- _Page excerpt_
Not really true…The simple fact is that in days old much of Taipei was a mosquito infested swamp, and it was the Japanese, not the Americans, that established Tienmou as a place to escape the dirt, sweltering heat and disease that was once downtown Taipei.
It became a foreigners ghetto simply because the living standard was so low anywhere else. When I arrived mid-80’s there really weren’t that many foreigners really even in Taipei city. Getting western groceries meant a trip to Tienmou, and I, like many, found Taipei city back then simply unbearable, and headed for the the cooler temperatures of Tienmou, Peitou, Kuandu or Tamshui. If you were desperate back then you could live in Neihu, but it was considered back then to be the most blue collar of the northern Taipei suburbs.
Shilin was for English teachers who couldn’t afford digs in Tienmou proper, Taipei city was students, and you never, ever lived in Taipei county as simply one breath of air from that part of the Island could kill you on the spot. If you were poor and wanted to be out of the city, Shindian, Mucha or, as an absolute last resort, Pitan. Suburban neighborhood experiments ten years earlier meant that you could rent fantastical mansions in the boonies (outside of Tienmou) for next to nothing as the infrastructure to support them really didn’t exist.

- _What you need to do_
Write a continuation of the account of where foreigners lived around Taipei in the mid-1980s, starting right after its last sentence.

[Stored items]

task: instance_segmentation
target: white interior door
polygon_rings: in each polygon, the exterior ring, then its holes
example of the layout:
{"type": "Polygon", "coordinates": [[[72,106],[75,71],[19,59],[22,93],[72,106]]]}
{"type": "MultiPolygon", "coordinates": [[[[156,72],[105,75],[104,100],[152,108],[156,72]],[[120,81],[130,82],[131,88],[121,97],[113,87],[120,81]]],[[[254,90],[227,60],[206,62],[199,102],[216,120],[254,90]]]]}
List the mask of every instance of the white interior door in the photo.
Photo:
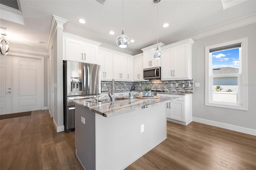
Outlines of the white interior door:
{"type": "Polygon", "coordinates": [[[42,109],[41,60],[13,57],[13,113],[42,109]]]}
{"type": "Polygon", "coordinates": [[[12,113],[12,57],[0,57],[0,115],[12,113]]]}

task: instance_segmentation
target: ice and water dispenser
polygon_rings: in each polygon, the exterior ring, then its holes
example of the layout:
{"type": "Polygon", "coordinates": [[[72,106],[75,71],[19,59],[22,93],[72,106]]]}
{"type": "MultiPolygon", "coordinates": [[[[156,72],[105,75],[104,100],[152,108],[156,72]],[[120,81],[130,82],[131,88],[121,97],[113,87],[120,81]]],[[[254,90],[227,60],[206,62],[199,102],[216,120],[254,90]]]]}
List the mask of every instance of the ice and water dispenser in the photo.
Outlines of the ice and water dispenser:
{"type": "Polygon", "coordinates": [[[71,77],[71,92],[76,92],[82,91],[82,77],[71,77]]]}

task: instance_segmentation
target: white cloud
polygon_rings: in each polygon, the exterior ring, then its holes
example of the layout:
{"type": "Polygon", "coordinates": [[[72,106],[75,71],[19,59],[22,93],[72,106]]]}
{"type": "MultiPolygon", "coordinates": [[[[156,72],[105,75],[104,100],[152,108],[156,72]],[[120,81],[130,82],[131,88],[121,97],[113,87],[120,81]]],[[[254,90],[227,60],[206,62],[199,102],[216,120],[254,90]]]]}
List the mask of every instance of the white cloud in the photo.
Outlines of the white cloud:
{"type": "Polygon", "coordinates": [[[221,58],[222,57],[225,57],[226,55],[224,54],[222,54],[222,53],[220,53],[219,54],[217,55],[213,55],[212,57],[215,57],[216,58],[221,58]]]}

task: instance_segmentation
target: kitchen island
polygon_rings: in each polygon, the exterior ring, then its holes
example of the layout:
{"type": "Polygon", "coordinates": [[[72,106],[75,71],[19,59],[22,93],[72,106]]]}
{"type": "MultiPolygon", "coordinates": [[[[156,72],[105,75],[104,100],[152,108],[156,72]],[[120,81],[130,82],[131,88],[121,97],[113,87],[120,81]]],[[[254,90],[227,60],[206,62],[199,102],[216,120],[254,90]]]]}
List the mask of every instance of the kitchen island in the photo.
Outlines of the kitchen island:
{"type": "Polygon", "coordinates": [[[179,97],[76,104],[76,155],[86,170],[123,169],[167,137],[165,104],[179,97]]]}

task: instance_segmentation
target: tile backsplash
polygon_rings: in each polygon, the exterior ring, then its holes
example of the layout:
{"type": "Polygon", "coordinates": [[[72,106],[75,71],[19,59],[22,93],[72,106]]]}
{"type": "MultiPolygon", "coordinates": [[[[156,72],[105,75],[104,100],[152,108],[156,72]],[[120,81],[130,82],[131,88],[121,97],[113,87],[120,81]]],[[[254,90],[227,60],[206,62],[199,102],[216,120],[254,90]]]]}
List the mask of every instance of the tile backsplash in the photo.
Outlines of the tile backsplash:
{"type": "MultiPolygon", "coordinates": [[[[102,81],[102,91],[108,91],[109,88],[111,90],[112,83],[111,81],[102,81]]],[[[135,89],[135,91],[139,91],[143,90],[145,87],[150,87],[152,90],[193,92],[193,79],[165,81],[152,79],[149,81],[135,82],[115,81],[115,91],[116,92],[130,91],[132,88],[135,89]]]]}

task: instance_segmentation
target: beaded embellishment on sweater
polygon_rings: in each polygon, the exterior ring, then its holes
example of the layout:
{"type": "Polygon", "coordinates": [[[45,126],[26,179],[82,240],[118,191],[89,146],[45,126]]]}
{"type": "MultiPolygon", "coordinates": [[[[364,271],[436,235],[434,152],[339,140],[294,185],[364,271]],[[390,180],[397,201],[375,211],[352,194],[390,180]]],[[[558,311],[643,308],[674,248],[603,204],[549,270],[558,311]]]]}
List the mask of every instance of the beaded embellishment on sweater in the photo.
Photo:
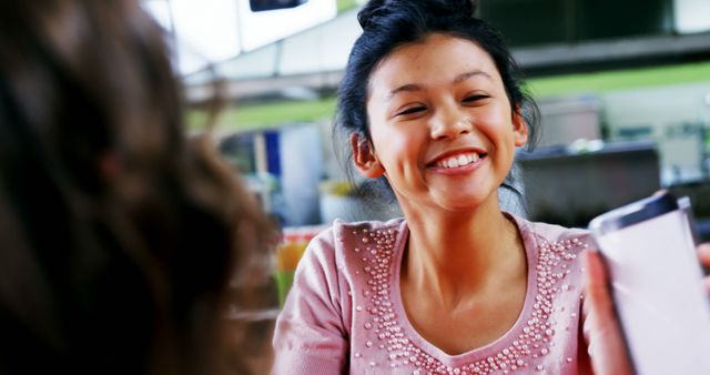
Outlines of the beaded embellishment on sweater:
{"type": "MultiPolygon", "coordinates": [[[[413,374],[445,374],[445,375],[488,375],[493,373],[510,374],[518,371],[544,372],[542,365],[532,366],[532,359],[547,355],[550,352],[551,337],[556,334],[552,313],[552,300],[561,291],[569,290],[565,277],[570,273],[569,263],[576,259],[577,252],[587,244],[578,239],[565,240],[555,243],[542,242],[538,247],[538,262],[536,272],[537,295],[532,306],[531,317],[523,328],[518,328],[516,339],[498,353],[479,361],[465,364],[460,367],[445,366],[438,359],[424,349],[417,347],[403,333],[398,316],[394,312],[390,300],[390,277],[393,272],[392,261],[394,246],[398,231],[367,229],[353,231],[357,246],[353,249],[362,261],[362,266],[356,271],[368,275],[367,286],[363,293],[368,300],[367,306],[356,305],[355,314],[367,314],[364,320],[364,328],[372,332],[366,347],[375,347],[388,352],[388,364],[371,362],[369,366],[387,365],[396,368],[413,365],[416,369],[413,374]]],[[[576,313],[571,312],[572,317],[576,313]]],[[[361,353],[354,354],[362,358],[361,353]]],[[[571,363],[572,358],[561,358],[571,363]]]]}

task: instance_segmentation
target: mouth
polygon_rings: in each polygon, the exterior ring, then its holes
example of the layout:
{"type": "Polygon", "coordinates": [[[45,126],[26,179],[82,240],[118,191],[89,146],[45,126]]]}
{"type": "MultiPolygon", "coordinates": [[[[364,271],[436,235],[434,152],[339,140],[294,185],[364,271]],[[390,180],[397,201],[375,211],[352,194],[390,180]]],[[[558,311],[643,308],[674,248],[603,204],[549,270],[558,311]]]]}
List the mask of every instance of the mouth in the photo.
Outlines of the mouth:
{"type": "Polygon", "coordinates": [[[456,169],[466,166],[469,164],[474,164],[479,160],[486,158],[486,153],[475,152],[475,151],[464,151],[457,152],[455,154],[448,154],[442,158],[436,159],[430,162],[428,166],[437,168],[437,169],[456,169]]]}

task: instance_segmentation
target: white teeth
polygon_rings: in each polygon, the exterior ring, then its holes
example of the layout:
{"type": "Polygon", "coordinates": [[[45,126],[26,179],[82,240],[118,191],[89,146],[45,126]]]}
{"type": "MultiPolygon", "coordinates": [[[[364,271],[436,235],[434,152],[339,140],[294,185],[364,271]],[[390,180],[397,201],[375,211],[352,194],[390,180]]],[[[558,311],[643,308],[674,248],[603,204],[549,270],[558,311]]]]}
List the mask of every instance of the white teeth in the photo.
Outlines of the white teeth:
{"type": "Polygon", "coordinates": [[[438,168],[458,168],[475,163],[478,160],[480,160],[480,156],[477,153],[460,154],[458,156],[440,160],[436,163],[436,165],[438,168]]]}

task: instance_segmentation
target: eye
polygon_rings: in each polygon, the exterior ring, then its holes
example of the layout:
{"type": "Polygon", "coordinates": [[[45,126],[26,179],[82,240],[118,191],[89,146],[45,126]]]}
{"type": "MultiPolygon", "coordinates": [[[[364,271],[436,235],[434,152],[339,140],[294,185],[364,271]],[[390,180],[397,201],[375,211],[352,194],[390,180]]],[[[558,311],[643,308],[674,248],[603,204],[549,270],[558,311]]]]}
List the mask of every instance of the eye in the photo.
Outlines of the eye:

- _Answer box_
The air in all the major cities was choked up by tens of thousands of 2 stroke, fume belching Vespas. Fewer than one in a hundred families had cars.
This thread was obviously started by somebody who hasn’t been here long…For me, and possibly all the other old timers, everytime I drive up Sinyi Road and see the 101 in the distance makes me in complete awe of the transformation Taipei city has make in cleanliness, infrastructure, and standard of living in less than one generation.
“This is the ugliest city skyline I’ve ever seen” That quote would be from me, whispering under my breath at the Grand hotel looking out over Taipei City, circa X-mas day, 1986.